→ SOURCE MATERIAL:
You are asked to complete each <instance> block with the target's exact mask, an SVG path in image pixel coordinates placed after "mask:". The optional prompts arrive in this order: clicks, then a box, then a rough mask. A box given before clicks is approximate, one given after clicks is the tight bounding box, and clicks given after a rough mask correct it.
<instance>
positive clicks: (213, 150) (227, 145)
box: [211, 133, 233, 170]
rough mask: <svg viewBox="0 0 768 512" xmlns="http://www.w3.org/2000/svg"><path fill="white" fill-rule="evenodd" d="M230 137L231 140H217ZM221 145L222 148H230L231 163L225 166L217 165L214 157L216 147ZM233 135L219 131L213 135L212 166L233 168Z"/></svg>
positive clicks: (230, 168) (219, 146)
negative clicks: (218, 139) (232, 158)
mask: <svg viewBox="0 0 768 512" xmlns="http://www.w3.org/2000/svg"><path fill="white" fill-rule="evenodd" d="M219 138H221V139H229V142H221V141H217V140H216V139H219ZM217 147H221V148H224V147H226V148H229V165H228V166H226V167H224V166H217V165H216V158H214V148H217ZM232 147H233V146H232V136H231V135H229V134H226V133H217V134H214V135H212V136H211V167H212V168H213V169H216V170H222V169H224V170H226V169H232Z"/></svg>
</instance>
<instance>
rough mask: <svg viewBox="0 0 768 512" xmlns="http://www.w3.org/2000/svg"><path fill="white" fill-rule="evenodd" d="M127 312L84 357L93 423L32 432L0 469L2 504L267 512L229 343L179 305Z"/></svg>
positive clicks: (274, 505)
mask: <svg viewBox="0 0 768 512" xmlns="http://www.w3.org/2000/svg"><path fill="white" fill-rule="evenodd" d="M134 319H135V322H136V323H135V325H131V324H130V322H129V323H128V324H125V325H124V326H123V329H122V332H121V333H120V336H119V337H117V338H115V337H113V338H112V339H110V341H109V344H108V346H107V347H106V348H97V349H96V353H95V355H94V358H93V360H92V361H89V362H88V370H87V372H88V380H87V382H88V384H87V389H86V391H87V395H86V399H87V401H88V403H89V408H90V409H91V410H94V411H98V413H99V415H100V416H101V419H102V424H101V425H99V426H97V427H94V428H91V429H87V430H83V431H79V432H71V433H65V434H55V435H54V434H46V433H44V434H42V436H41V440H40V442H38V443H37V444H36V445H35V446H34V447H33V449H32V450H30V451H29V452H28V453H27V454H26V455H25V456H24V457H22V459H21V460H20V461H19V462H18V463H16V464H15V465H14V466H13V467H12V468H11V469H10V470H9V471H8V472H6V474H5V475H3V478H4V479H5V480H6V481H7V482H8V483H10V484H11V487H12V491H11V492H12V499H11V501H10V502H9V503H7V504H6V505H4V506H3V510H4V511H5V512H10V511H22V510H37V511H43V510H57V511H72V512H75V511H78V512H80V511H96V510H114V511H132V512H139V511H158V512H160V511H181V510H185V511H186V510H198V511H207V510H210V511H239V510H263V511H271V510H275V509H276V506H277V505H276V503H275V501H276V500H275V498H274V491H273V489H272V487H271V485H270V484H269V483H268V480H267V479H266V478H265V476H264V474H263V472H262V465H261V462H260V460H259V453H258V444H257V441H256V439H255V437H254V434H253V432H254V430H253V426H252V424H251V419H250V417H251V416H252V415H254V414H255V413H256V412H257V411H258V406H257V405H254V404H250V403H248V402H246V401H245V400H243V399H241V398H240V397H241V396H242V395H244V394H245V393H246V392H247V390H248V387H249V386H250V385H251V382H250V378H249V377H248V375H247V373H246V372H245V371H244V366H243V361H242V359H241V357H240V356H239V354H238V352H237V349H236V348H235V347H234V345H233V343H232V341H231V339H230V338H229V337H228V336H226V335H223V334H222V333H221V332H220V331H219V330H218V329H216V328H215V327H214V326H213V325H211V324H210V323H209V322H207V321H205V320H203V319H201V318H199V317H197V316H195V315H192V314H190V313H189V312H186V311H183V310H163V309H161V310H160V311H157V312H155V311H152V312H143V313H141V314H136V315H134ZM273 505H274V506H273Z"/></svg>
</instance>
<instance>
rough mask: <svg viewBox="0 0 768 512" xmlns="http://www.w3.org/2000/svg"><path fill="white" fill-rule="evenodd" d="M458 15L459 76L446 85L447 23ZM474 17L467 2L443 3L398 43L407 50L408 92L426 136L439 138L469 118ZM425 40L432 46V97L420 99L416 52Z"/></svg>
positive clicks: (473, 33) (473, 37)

---

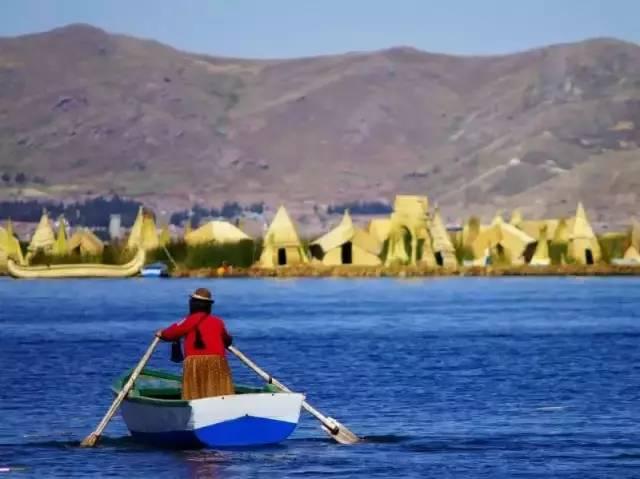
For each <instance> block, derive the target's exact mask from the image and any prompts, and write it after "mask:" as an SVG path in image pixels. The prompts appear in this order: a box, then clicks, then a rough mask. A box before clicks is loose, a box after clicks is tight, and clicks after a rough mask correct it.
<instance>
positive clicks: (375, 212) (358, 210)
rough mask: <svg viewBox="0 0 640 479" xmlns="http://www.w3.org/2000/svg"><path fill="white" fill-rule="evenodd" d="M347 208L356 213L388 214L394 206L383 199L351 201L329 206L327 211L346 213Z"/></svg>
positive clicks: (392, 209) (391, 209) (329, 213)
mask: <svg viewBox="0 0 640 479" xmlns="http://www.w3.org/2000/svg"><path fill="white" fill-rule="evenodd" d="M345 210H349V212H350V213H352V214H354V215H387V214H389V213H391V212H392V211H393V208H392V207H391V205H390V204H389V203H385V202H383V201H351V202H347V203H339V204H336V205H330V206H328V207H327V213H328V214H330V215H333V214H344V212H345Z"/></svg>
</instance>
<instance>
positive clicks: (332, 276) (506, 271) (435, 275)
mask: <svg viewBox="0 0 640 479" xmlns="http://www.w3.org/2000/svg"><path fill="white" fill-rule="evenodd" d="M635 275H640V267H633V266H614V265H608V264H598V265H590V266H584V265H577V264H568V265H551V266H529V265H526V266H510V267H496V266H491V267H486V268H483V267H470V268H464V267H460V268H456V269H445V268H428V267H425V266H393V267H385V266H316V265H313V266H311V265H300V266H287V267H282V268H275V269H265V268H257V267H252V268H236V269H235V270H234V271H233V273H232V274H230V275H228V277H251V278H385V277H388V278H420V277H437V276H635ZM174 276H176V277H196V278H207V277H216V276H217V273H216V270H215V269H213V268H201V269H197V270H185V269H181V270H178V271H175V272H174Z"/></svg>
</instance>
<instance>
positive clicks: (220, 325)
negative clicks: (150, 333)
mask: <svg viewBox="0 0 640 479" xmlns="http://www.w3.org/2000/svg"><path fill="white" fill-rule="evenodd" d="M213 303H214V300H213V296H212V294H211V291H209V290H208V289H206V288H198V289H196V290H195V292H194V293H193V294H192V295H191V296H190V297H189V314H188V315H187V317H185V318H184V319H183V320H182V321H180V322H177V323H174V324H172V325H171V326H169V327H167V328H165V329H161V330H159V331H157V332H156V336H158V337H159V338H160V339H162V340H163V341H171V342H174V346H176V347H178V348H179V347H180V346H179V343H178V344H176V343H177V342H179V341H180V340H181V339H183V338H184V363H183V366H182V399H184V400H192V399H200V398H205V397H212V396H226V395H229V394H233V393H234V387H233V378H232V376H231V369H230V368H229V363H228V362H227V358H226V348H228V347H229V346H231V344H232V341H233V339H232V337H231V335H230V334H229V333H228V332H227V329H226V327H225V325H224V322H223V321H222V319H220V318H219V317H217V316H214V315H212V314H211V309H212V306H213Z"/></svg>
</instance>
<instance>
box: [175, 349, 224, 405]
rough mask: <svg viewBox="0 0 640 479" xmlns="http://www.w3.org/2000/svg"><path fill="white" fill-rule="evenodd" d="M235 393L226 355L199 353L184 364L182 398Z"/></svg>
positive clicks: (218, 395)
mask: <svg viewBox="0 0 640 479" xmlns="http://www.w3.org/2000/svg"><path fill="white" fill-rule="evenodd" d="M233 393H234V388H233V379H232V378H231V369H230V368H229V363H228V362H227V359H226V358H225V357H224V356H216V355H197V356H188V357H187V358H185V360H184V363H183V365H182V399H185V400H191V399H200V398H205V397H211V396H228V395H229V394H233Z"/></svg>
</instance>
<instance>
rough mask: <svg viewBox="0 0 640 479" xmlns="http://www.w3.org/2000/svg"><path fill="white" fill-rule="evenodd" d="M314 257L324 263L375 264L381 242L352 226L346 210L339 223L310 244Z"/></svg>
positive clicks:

...

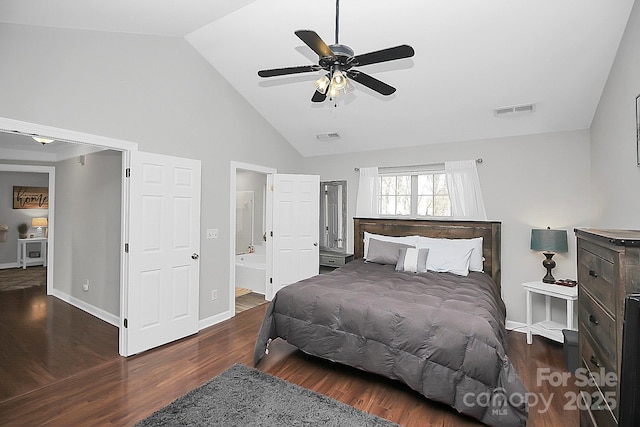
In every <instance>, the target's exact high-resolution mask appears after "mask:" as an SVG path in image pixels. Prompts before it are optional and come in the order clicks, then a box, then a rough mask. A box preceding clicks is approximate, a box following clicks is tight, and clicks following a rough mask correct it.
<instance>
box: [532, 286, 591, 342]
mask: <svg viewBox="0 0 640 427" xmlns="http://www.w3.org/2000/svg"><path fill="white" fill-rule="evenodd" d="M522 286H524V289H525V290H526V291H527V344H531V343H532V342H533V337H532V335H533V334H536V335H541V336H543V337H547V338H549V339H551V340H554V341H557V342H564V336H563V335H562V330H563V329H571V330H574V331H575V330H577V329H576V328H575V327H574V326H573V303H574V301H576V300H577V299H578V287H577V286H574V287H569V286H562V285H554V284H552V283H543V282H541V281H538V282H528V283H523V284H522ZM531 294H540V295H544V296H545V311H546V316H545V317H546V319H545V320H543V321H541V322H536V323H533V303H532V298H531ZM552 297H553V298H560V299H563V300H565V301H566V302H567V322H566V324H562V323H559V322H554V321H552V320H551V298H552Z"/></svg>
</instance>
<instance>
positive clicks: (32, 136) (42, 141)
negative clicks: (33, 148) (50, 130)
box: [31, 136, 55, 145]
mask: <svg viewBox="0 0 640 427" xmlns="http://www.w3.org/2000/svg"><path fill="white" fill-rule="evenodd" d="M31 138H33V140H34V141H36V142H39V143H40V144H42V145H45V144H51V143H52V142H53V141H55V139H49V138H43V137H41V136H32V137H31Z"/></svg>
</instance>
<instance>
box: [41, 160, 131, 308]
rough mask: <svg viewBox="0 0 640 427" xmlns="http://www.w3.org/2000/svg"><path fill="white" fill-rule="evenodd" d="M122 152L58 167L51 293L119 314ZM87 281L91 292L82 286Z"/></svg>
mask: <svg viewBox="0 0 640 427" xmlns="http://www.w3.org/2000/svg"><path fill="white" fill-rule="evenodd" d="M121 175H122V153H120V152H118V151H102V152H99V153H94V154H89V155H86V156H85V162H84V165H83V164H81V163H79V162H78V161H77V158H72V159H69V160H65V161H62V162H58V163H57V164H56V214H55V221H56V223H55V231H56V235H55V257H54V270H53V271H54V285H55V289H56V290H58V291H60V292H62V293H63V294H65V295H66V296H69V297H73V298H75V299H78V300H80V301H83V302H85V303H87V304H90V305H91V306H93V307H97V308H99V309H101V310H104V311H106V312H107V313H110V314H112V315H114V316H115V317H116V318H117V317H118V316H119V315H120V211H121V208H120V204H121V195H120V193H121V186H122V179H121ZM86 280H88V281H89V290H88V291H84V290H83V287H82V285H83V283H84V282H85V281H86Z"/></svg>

→ INSTRUCTIONS FOR THE TASK: Copy back the listing above exactly, but only from the line with "positive clicks: (213, 150) (227, 145)" through the line with "positive clicks: (230, 168) (219, 146)", both ends included.

→ THE COMPLETED TASK:
positive clicks: (213, 150) (227, 145)
box: [211, 133, 233, 170]
rough mask: <svg viewBox="0 0 768 512" xmlns="http://www.w3.org/2000/svg"><path fill="white" fill-rule="evenodd" d="M230 137L231 140H217ZM221 145L222 148H230L231 163L225 166L217 165L214 157L216 147ZM233 135L219 131L213 135L212 166L233 168Z"/></svg>
positive clicks: (230, 168) (219, 146)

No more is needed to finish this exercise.